Short problem 1
In the issue thread, what option did CendioOssman have to specify for vkcube to pick the software fallback?

— Start Passage provided —

TigerVNC / tigervnc

High performance, multi-platform VNC client and server
https://tigervnc.org
GNU General Public License v2.0
5.04k stars 931 forks source link

Vulkan applications don't work in Xvnc #1674

Closed DocMAX closed 7 months ago

DocMAX commented 12 months ago

is it possible to add vulkan support in an Xvnc server?

CendioOssman commented 12 months ago

I'm not terribly familiar with Vulkan, but I would assume it has a software fallback just like OpenGL that should work fine in Xvnc. What errors are you seeing?

CendioOssman commented 10 months ago

No response. Closing.

DocMAX commented 9 months ago

Sorry, can you reopen? The problem is simply this in a xvnc session:

grafik

CendioOssman commented 9 months ago

Thanks, that's a bit more clear.

The DRI3 complaint seems to be just a warning, so I am not convinced that's what's causing things to fail. Will need to investigate more.

CendioOssman commented 9 months ago

vkcube works for me here, so it might be application-specific issues. I had to specify --gpu_number 1 for it to choose the software fallback, though.

DocMAX commented 9 months ago

grafik

Not working here. It works with my Xrdp server. I remember i had to enable "glamor" for this, but i don't remember how i did it. Maybe the same is needed for Xvnc server?

CendioOssman commented 9 months ago

That's odd. It doesn't look like you have a CPU fallback on that system. GPU 0 is clearly a real GPU. Perhaps some more packages need to be installed?

This is what should be expected:

$ vkcube --gpu_number 1
Selected GPU 1: llvmpipe (LLVM 16.0.6, 256 bits), type: Cpu
DrasLorus commented 8 months ago

Hello! I have kind of the same issue. I have a VirtualGL enabled PC, thus Glxgears run at around 5k FPS on my AMD RX7900XTX using radeonsi driver.

When I run vkcube, I either get:

Is there a way to get Vulkan calls or DRI3 working? Or do I misunderstand something?

— End Passage provided —
— Start Dataset records —

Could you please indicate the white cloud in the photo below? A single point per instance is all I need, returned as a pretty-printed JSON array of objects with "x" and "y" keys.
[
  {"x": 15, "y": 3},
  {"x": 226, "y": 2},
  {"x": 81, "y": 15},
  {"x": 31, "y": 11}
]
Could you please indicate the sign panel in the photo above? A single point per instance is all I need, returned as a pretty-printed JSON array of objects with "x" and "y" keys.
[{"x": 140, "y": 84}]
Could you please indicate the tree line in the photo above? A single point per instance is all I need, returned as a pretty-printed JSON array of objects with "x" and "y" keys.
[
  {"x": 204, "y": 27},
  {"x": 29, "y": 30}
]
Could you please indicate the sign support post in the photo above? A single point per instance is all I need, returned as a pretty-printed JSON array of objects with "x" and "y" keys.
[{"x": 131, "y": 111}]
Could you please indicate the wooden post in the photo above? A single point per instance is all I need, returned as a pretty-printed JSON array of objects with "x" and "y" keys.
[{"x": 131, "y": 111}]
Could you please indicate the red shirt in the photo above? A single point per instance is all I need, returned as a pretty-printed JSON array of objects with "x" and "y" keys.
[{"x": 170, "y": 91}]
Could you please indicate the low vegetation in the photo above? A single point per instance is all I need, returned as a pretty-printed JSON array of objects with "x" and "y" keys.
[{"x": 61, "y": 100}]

— End Dataset records —

Short problem 2
Print the records starting at the line that contains "Could you please indicate the red" and continuing through the end of the records, both ends included.

Task result 1
--gpu_number 1

Task result 2
Could you please indicate the red shirt in the photo above? A single point per instance is all I need, returned as a pretty-printed JSON array of objects with "x" and "y" keys.
[{"x": 170, "y": 91}]
Could you please indicate the low vegetation in the photo above? A single point per instance is all I need, returned as a pretty-printed JSON array of objects with "x" and "y" keys.
[{"x": 61, "y": 100}]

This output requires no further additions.